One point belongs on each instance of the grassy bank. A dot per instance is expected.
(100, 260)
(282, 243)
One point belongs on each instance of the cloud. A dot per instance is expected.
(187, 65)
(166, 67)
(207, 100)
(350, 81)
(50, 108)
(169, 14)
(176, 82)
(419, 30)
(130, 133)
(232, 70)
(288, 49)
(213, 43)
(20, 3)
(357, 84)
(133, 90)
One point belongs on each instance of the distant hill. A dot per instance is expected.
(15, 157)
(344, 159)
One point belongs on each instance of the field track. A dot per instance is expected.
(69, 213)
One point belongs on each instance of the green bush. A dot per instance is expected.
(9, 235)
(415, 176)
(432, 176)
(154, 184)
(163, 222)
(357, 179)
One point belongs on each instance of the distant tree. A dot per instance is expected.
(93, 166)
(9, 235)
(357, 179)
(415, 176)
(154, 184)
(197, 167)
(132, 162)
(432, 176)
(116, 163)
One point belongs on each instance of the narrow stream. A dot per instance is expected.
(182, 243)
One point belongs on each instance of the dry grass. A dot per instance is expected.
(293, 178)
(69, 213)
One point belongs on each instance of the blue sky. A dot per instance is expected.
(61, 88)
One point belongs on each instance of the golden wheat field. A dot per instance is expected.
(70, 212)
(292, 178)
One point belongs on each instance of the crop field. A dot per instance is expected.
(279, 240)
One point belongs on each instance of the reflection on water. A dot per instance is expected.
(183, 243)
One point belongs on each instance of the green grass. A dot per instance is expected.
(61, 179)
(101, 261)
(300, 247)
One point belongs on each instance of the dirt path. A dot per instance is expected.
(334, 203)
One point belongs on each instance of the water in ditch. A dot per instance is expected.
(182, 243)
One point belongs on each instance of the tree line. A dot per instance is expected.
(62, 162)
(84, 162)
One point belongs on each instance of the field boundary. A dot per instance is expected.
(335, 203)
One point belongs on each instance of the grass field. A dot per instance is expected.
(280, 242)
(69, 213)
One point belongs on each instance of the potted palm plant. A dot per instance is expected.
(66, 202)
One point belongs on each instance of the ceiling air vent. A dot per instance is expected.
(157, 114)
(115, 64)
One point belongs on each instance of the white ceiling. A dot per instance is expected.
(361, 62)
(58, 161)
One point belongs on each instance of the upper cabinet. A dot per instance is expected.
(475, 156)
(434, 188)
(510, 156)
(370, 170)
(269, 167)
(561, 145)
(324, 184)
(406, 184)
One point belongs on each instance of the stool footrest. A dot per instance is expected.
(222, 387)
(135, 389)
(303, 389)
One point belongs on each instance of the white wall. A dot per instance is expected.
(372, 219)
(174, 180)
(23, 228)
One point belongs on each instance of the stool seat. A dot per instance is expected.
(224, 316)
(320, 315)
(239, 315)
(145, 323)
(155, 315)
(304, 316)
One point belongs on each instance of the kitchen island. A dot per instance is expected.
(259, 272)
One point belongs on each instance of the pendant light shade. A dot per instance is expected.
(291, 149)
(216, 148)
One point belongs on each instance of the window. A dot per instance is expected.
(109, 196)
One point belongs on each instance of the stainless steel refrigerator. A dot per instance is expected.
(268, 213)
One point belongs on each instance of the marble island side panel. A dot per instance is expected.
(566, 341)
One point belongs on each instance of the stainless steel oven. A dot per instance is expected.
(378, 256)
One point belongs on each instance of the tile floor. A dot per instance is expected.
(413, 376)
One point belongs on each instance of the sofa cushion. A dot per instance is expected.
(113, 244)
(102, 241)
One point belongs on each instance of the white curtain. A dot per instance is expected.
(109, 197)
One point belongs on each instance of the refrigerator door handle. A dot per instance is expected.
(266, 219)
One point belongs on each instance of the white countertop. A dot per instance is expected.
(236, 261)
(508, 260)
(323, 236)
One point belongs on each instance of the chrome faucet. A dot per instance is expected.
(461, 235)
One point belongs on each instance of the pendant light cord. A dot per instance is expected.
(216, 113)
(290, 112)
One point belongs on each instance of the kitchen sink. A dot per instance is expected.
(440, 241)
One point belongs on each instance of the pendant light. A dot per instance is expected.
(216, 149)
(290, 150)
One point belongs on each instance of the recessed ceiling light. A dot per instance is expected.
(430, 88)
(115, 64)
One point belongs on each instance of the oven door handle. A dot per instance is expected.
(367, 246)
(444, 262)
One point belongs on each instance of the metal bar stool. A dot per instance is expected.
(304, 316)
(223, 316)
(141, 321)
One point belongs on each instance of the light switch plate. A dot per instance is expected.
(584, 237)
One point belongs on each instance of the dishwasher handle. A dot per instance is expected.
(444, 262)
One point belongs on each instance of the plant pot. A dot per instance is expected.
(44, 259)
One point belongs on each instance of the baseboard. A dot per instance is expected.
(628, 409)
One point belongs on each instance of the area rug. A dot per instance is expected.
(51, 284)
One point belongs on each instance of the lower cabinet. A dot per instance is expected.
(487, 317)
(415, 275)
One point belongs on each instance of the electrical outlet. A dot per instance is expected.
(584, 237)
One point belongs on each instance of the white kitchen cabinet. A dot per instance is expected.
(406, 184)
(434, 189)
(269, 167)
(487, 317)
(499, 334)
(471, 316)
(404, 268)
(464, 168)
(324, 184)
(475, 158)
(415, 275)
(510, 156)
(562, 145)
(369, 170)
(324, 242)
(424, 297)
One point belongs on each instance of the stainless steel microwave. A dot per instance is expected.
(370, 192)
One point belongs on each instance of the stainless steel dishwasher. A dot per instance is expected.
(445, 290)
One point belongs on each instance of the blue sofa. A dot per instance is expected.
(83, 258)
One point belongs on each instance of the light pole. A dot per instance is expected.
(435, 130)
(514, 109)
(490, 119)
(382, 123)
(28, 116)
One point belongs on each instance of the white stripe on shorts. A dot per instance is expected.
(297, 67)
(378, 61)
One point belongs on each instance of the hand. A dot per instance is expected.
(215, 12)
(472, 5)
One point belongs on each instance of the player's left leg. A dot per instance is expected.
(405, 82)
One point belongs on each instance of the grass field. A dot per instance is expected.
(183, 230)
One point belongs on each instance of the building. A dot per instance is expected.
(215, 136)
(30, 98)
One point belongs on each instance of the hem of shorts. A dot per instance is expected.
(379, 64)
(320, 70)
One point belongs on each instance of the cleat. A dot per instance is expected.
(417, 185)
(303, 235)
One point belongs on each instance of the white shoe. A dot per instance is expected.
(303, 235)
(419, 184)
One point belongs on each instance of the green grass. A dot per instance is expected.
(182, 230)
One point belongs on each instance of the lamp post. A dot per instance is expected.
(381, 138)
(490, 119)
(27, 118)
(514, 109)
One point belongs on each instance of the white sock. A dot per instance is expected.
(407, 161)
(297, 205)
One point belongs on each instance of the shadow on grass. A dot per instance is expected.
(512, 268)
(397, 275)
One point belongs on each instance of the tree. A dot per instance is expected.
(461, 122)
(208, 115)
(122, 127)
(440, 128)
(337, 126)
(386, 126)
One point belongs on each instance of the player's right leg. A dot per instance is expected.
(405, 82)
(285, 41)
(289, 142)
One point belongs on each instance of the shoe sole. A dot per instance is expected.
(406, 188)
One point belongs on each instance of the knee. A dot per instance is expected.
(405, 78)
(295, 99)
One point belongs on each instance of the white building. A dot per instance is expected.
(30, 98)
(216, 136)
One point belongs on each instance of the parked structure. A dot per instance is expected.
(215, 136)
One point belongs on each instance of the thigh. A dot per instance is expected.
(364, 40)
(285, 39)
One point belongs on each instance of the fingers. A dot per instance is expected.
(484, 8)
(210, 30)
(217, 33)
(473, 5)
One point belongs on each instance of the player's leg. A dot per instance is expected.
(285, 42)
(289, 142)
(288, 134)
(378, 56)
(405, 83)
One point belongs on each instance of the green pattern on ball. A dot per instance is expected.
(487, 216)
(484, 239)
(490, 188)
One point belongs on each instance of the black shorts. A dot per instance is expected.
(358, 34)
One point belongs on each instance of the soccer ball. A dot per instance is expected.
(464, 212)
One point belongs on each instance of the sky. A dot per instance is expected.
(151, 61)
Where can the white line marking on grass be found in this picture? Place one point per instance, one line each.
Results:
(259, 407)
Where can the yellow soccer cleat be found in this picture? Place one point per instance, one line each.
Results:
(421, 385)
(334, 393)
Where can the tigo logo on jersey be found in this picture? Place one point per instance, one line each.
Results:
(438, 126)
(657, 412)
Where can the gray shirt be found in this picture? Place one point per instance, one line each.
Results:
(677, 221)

────────────────────

_WORK ITEM_.
Take the line containing "Where can the tigo" and every line after it up to the last line of the listing, and output them exactly, with nothing else.

_ANSWER AREA_.
Where can the tigo logo on jersey be found in this picture? Place one point per instance, one line each.
Results:
(438, 126)
(657, 412)
Where can the gray shirt be found in this picture? Place one point per instance, one line each.
Results:
(677, 221)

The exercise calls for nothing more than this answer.